You can’t train someone in what you do not know. And if you deny the fact that your children need the loving discipline and guidance of a shepherd, you are not looking at the state of the world. Satan is devouring our young people today. The lies of the sex culture today along with the mental health crisis our nation is facing is staggering. If parents don’t strive and fight on their behalf, the enemy will be happy to speak into their lives, destroying their innocence and purpose.
Before I begin the series walking through the practical ways to parent out of a Christ-like love, I want to share a few mistakes that often hinder our ability to love purely.
Common Parenting Mistakes
1. Forgetting they are children and not little adults.
“When I was a child, I talked like a child, I thought like a child, I reasoned like a child. When I became a man, I put the ways of childhood behind me.”
1 Corinthians 13:11
Paul reminds us that children talk, think, reason, and act like children. They are not miniature adults and therefore, will not always make mature decisions. They are curious about the world and have not figured out how it all works, so they experiment and riddle us with questions. They easily believe and seek to know. This innocence has to be protected until they can defend and protect themselves since they lack the discernment to know good from evil. Their innocence allows them to trust and hope without fear.
We are told that to come to faith, we must come as a child…humbly acknowledging our dependence on God but with full trust to be provided for and rescued by grace through faith.
It’s how young children can jump into a parent’s arms without fear of being dropped. It is a great quality but also a source of frustration for parents in daily living. Their innocence can lead them to jump into dangerous situations if they aren’t being supervised. As shepherds, we have to be on guard.
A young parent I know shared how their 5 year old son picked up a stick and ran it across their brand new vehicle, leaving a rather sizeable scratch. The dad went into crazy mode. When the mom asked him why he had done it, the boy said he was just playing and didn’t know it would hurt it. Children can be impulsive, curious, and lack discernment. They don’t know how things work until they experience and see it. God created this child-like wonder, so we shouldn’t try to stifle it, but it does have to be directed towards the good. Once they know, then it becomes a matter of heart discipline.

* Raw data:
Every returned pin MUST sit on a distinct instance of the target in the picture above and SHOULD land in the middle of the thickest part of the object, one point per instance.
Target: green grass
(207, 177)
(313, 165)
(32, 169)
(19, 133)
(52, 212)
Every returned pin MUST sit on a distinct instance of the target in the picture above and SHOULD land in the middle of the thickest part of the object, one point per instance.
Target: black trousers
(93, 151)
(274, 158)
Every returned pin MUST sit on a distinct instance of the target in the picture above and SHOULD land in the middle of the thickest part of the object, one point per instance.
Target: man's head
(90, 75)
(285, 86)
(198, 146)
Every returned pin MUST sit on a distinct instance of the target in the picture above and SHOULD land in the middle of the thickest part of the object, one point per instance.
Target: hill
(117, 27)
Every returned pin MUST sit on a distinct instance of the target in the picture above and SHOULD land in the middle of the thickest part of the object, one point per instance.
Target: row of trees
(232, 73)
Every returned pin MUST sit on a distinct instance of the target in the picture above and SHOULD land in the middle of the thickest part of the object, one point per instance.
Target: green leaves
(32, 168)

* * *

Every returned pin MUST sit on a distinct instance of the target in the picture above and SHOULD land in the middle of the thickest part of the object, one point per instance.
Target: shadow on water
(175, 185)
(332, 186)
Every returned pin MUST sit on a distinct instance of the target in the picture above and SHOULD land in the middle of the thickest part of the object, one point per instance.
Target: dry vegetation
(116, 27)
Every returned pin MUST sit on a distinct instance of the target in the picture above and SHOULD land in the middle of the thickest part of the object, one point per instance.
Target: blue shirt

* Problem A: Copy the passage on parenting mistakes word for word from "It’s how young" up to and including "be on guard.".
* Problem B: In the passage on parenting mistakes, what did the 5 year old boy run across the new vehicle?
* Problem C: Extend the passage on parenting mistakes, picking up after its final sentence.

* Task output A:
It’s how young children can jump into a parent’s arms without fear of being dropped. It is a great quality but also a source of frustration for parents in daily living. Their innocence can lead them to jump into dangerous situations if they aren’t being supervised. As shepherds, we have to be on guard.

* Task output B: A stick.

* Task output C:
2. While they are dependent, kids are unique beings created in the image of God.
Our children have been entrusted to us for a time, but not to shape them into what WE want them to be, but to train them to flourish in their God-given purpose. We may not always like or be drawn to our own children’s personalities. While we train them to love God and live in ways that honor Him, we correct the wrong or inappropriate behaviors without seeking to “rewire” who God made them to be.
Sometimes we forget that even children have fears, desires, deep thoughts, and the ability to contribute. They aren’t tiny slaves to be misused for our every whim. And they aren’t responsible for adult decisions and responsibilities. Training them to work and take responsibility at appropriate age levels is good, but not giving thought to their unique gifts and abilities is ignoring them as individual people. Christ called the little ones to be with Him and didn’t dismiss them as an annoyance. Is that always easy? No. Does God see them as equal heirs to the Kingdom? Yes.
The New Testament shows us that Jesus loves children. For whatever reason, He chose us, imperfect parents, to bring them up in the nurture and admonition of the Lord. To walk and talk with them about God and His ways. To share the gospel message with them. To help them to mature into their own God-given design and plan for their lives.
It is a big task, but He equips all those who seek Him. He never promises we won’t grow weary or tired, but He does give us a place to find rest. And as we will see as we study the characteristics of love in 1 Corinthians 13:4-7, He wants to teach us how to train ourselves in the language of love so we can train our children to hear it.